>> Start SUPPLIED DATA
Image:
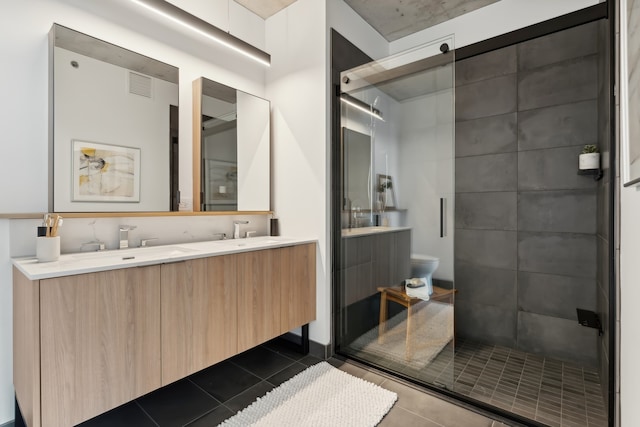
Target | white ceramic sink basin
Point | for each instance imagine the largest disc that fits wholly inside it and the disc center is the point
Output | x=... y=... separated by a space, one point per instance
x=135 y=253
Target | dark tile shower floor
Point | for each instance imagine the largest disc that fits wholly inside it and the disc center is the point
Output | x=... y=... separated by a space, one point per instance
x=549 y=391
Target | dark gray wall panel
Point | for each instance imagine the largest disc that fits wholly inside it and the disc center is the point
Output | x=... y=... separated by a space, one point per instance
x=492 y=64
x=557 y=338
x=489 y=211
x=494 y=172
x=572 y=43
x=571 y=211
x=485 y=285
x=486 y=323
x=556 y=296
x=486 y=98
x=489 y=248
x=557 y=253
x=487 y=135
x=551 y=169
x=561 y=83
x=558 y=126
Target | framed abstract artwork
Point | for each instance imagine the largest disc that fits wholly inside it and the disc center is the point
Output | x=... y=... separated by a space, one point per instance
x=104 y=172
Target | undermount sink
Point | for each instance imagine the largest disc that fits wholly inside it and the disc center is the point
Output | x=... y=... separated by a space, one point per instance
x=135 y=253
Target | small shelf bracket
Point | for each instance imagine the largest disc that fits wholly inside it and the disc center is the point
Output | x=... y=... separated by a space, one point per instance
x=590 y=319
x=596 y=173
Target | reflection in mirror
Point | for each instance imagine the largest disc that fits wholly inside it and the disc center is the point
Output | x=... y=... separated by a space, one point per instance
x=231 y=149
x=114 y=127
x=357 y=170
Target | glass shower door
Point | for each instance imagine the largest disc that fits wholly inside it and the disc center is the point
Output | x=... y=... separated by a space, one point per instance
x=396 y=285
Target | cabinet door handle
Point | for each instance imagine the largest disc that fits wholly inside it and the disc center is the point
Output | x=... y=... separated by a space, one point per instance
x=441 y=216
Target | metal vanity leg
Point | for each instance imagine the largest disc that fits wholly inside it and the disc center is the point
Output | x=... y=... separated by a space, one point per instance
x=19 y=421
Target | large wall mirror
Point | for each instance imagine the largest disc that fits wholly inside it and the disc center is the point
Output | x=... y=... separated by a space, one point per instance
x=231 y=149
x=113 y=127
x=357 y=163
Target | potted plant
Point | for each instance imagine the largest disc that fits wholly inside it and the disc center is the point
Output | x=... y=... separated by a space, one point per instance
x=589 y=157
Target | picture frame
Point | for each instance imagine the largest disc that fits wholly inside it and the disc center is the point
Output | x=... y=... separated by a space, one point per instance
x=630 y=86
x=385 y=190
x=104 y=172
x=221 y=182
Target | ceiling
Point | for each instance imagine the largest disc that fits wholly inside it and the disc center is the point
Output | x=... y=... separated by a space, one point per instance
x=393 y=19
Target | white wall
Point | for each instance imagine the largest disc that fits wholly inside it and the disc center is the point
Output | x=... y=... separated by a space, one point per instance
x=24 y=113
x=629 y=313
x=498 y=18
x=296 y=86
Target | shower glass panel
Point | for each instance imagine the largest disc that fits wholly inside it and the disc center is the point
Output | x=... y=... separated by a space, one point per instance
x=396 y=289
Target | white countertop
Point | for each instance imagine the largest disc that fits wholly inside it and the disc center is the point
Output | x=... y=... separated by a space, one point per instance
x=361 y=231
x=90 y=262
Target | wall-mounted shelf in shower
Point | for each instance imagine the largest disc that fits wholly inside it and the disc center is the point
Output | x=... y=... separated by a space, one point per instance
x=590 y=319
x=596 y=173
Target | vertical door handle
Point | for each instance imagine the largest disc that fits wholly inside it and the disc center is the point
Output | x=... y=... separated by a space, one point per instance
x=442 y=216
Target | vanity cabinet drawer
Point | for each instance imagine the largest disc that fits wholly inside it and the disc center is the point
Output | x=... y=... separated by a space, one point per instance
x=99 y=337
x=198 y=314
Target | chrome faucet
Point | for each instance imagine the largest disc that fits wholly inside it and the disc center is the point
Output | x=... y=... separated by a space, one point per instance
x=236 y=228
x=100 y=246
x=124 y=235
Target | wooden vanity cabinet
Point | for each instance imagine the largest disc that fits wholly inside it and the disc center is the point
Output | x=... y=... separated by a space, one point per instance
x=297 y=277
x=258 y=298
x=87 y=343
x=199 y=319
x=99 y=336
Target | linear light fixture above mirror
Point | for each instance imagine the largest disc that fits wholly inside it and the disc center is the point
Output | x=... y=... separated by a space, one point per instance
x=361 y=105
x=179 y=16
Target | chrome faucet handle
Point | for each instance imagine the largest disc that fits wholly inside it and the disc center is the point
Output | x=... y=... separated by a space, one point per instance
x=236 y=228
x=98 y=244
x=124 y=235
x=143 y=242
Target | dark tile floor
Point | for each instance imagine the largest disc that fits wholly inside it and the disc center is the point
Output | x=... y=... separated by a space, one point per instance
x=216 y=393
x=549 y=391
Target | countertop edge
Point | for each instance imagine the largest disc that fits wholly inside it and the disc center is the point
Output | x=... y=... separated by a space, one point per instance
x=50 y=270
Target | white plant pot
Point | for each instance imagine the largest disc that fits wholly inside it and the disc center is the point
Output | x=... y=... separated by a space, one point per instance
x=589 y=161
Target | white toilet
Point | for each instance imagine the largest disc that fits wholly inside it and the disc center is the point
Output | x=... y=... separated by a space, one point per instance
x=424 y=266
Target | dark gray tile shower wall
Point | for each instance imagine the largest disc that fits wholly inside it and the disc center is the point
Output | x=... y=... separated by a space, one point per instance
x=528 y=229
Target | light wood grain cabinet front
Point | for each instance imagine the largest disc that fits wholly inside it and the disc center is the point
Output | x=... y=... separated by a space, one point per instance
x=85 y=344
x=199 y=320
x=297 y=277
x=99 y=338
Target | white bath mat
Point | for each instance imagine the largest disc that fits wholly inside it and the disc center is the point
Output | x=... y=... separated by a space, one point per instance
x=319 y=396
x=432 y=331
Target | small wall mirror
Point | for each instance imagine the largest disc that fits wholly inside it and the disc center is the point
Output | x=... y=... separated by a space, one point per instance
x=231 y=149
x=357 y=189
x=113 y=127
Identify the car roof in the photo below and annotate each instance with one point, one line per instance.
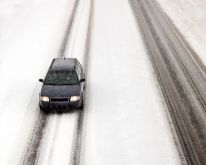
(63, 64)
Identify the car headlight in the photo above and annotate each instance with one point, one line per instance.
(44, 98)
(74, 98)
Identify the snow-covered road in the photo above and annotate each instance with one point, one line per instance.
(125, 120)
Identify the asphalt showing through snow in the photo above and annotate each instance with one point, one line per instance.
(181, 76)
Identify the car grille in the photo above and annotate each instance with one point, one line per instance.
(59, 99)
>> End SUPPLIED DATA
Can you give back the stretch of the listing from the line containing "Target | dark gray tile shower wall" through the line containing "x=528 y=229", changing "dark gray" to "charcoal" and leaving everything else as it is?

* RESPONSE TO THIS EXERCISE *
Target | charcoal tile shower wall
Point | for each instance imagine the largest disc that fits wholly inside it and the disc center is the point
Output | x=... y=... separated by a space, one point per instance
x=528 y=229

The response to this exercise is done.